* Data extract
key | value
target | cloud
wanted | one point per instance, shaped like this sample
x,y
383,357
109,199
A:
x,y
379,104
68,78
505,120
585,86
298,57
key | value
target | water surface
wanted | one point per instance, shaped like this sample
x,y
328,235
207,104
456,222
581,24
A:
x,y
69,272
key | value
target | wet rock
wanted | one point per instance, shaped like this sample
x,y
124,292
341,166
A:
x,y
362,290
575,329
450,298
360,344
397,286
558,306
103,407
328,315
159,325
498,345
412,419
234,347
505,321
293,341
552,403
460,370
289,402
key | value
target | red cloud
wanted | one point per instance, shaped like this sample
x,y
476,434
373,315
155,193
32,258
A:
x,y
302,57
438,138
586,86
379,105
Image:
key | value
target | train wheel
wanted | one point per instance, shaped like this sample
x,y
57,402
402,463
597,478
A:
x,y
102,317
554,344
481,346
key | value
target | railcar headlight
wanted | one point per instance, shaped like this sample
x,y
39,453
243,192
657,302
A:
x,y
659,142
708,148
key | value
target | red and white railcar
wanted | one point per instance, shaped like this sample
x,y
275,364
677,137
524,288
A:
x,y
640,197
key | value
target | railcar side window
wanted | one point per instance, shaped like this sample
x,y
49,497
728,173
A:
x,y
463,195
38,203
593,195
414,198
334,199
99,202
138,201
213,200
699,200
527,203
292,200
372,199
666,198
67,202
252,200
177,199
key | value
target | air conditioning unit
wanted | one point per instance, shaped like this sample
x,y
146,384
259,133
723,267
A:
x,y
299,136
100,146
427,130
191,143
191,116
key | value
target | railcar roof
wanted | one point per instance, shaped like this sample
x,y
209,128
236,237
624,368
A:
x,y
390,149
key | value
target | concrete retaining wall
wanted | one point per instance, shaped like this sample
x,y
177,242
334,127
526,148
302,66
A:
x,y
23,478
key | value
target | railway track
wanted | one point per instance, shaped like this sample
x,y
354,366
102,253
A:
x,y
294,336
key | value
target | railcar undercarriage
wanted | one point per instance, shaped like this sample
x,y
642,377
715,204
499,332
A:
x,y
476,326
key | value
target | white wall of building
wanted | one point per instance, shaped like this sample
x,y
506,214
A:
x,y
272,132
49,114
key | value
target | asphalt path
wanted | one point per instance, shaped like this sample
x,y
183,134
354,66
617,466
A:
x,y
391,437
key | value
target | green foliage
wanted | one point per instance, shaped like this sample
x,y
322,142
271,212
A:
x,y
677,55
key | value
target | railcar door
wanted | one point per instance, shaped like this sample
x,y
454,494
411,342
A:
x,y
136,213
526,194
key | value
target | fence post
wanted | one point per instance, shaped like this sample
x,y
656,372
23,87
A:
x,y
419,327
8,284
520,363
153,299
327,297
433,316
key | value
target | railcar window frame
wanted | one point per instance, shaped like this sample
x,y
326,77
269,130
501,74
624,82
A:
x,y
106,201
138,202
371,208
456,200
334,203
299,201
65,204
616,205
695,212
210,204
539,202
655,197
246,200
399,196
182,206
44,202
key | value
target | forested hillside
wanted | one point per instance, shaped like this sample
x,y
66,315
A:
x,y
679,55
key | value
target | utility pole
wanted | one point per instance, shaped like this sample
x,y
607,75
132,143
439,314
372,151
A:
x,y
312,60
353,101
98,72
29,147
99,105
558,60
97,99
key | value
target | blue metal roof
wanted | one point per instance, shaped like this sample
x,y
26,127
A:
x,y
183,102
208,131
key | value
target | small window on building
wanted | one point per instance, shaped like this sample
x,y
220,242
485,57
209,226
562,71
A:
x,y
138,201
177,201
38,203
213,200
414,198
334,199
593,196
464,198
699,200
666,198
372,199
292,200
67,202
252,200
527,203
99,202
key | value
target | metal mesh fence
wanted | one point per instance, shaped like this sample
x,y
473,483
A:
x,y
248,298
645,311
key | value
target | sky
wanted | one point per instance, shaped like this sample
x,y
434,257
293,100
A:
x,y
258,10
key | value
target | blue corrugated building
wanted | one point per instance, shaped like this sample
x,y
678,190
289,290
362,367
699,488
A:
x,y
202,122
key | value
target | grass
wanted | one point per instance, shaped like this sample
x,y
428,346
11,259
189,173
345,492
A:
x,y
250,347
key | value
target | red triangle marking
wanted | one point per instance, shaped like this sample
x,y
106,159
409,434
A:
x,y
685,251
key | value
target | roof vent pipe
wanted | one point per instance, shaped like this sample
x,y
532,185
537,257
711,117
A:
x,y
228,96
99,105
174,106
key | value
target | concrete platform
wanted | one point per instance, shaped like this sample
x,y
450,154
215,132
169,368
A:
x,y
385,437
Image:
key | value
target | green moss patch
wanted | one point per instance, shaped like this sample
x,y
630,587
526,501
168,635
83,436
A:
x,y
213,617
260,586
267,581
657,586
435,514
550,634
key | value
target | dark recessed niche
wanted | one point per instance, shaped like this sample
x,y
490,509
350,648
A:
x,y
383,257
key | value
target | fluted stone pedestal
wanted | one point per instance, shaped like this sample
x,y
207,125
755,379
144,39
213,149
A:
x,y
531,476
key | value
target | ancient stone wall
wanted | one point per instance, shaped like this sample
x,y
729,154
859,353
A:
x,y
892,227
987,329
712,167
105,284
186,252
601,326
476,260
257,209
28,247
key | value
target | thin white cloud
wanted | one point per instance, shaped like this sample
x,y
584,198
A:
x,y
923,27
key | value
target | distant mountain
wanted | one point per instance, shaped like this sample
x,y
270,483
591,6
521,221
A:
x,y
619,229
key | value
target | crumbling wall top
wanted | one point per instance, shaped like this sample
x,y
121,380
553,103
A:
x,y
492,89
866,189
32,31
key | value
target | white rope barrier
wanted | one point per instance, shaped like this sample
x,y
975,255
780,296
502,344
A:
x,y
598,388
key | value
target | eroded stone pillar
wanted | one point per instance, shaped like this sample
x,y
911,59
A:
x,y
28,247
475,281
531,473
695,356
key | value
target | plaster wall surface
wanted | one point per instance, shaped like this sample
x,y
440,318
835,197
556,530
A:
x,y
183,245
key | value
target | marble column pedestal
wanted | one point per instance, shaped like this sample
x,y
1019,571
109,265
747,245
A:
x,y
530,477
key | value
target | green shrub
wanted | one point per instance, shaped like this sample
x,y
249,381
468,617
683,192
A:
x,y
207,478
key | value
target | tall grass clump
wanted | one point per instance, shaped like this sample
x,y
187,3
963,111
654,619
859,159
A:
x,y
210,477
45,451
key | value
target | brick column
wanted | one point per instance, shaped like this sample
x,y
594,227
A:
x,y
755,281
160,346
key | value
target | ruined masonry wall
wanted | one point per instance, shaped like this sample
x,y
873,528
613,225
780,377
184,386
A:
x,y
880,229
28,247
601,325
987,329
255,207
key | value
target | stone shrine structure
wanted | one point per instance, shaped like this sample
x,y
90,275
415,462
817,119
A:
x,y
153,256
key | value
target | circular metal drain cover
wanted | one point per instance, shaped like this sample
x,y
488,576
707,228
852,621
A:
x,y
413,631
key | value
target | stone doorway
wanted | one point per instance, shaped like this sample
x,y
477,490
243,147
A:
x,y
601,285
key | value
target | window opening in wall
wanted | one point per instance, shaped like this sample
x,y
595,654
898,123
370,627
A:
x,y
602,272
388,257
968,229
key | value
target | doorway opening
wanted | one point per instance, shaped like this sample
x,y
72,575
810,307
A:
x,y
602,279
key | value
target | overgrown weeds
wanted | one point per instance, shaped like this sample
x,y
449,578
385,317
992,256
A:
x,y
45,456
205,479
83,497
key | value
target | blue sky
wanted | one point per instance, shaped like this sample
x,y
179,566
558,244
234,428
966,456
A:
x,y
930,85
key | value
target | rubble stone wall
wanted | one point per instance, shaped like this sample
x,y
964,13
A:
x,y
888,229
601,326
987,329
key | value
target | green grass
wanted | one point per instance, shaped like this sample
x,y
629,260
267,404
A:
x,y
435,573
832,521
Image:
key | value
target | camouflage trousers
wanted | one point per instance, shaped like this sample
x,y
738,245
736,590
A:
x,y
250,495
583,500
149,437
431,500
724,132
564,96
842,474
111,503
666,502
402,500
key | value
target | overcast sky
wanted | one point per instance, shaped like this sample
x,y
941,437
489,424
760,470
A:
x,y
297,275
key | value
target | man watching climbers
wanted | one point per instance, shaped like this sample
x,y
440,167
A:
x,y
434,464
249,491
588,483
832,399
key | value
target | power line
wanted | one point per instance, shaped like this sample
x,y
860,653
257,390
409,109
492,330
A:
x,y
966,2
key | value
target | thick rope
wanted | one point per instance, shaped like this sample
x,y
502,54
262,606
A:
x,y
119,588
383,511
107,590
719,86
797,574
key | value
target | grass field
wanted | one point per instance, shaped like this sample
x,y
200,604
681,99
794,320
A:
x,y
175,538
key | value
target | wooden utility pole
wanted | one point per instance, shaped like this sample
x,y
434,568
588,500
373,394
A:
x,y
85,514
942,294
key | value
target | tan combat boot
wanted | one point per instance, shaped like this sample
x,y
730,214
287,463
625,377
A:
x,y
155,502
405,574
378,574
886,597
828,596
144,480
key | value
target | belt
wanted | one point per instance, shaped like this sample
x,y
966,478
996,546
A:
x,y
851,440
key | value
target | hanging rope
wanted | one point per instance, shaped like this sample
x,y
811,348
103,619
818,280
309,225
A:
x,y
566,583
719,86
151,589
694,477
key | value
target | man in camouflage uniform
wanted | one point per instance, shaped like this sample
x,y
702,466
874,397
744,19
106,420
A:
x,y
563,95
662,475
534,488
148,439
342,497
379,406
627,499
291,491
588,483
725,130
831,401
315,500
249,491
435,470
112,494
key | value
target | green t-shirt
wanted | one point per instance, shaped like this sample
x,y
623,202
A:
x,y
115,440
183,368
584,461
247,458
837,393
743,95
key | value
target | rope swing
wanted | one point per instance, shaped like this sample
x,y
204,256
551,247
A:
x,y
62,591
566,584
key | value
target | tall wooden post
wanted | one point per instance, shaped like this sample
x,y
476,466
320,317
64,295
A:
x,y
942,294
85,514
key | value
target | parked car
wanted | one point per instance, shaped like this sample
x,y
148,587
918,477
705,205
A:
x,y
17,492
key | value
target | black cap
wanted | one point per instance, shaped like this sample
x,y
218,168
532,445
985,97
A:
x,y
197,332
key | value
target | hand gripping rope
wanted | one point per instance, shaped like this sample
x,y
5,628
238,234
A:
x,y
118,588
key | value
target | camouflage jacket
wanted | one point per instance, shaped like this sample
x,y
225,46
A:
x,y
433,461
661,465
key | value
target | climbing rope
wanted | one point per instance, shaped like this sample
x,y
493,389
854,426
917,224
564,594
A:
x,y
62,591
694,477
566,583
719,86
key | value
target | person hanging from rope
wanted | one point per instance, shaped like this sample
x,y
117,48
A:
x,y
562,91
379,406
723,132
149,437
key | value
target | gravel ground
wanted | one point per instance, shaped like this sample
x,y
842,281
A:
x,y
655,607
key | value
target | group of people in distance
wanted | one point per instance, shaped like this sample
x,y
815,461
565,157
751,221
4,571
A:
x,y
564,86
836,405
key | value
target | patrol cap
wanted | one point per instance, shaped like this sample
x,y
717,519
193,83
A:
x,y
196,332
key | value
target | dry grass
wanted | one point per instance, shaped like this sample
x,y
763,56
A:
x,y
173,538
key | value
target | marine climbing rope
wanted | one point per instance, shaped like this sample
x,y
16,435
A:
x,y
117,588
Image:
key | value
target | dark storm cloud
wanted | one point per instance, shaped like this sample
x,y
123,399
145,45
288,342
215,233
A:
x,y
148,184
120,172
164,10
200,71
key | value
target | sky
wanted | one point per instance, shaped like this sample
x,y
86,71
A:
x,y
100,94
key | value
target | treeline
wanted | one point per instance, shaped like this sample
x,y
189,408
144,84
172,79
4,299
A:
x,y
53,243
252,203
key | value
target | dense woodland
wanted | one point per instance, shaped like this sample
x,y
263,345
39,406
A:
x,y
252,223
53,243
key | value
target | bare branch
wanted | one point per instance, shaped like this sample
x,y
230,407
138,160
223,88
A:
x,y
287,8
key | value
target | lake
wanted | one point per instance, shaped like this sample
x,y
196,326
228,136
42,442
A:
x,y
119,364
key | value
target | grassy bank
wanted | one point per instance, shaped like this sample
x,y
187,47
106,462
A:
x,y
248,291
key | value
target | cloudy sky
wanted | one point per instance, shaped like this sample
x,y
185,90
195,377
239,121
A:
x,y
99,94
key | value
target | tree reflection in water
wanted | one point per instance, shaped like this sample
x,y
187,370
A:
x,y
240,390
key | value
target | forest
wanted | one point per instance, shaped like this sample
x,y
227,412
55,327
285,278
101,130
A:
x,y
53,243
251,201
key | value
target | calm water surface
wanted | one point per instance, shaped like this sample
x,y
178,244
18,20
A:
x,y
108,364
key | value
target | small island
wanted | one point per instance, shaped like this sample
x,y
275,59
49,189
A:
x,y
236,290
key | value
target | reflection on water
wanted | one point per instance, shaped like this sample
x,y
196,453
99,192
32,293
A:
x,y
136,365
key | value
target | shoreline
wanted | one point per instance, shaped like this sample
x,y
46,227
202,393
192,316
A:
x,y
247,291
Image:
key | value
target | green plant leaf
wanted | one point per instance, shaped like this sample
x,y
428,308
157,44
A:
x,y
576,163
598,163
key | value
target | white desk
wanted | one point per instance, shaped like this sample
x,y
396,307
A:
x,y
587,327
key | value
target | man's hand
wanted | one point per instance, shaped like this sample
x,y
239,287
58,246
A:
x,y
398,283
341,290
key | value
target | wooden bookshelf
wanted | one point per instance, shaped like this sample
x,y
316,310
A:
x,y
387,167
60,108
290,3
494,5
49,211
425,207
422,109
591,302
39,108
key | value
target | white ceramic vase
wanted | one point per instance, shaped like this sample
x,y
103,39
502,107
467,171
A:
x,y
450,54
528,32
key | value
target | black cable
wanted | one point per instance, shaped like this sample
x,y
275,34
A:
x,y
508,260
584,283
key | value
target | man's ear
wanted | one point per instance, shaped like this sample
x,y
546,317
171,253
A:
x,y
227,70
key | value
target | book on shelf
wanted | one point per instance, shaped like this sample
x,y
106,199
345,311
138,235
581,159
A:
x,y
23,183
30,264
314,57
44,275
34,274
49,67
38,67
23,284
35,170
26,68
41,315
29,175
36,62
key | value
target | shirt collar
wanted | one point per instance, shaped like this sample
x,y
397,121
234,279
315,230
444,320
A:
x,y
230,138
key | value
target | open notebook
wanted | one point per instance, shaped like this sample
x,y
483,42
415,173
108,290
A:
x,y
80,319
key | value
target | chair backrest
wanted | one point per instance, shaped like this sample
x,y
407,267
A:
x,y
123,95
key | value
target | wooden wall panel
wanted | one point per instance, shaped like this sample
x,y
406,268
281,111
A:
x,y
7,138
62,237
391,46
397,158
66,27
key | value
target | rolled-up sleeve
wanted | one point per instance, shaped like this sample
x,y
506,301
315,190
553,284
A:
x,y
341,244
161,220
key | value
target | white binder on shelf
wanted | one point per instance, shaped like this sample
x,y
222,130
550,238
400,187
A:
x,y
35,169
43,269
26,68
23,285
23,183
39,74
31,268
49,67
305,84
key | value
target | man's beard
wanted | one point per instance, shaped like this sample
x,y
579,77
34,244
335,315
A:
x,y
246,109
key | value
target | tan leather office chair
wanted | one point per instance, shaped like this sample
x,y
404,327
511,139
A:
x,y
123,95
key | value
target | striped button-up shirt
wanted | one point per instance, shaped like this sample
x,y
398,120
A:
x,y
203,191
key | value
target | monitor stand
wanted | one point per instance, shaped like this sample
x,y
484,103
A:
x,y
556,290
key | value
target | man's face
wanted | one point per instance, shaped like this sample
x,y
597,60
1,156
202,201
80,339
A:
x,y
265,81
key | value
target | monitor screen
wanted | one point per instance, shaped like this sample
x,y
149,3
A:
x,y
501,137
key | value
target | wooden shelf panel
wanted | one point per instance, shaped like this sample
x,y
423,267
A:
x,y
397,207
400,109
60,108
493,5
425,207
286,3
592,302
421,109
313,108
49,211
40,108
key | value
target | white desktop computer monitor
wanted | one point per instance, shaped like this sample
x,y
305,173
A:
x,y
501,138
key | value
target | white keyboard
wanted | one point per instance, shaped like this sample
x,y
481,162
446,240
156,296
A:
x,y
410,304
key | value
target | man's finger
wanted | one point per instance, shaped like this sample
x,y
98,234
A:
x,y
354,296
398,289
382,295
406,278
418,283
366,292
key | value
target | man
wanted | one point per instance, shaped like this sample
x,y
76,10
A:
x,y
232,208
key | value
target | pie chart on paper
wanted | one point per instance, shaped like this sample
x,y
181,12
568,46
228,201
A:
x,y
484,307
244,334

* What this task involves
Which lines of the records above contain the word "roof"? Pull out each of those lines.

* Solution for this task
target | railcar roof
target | blue metal roof
target | roof vent pipe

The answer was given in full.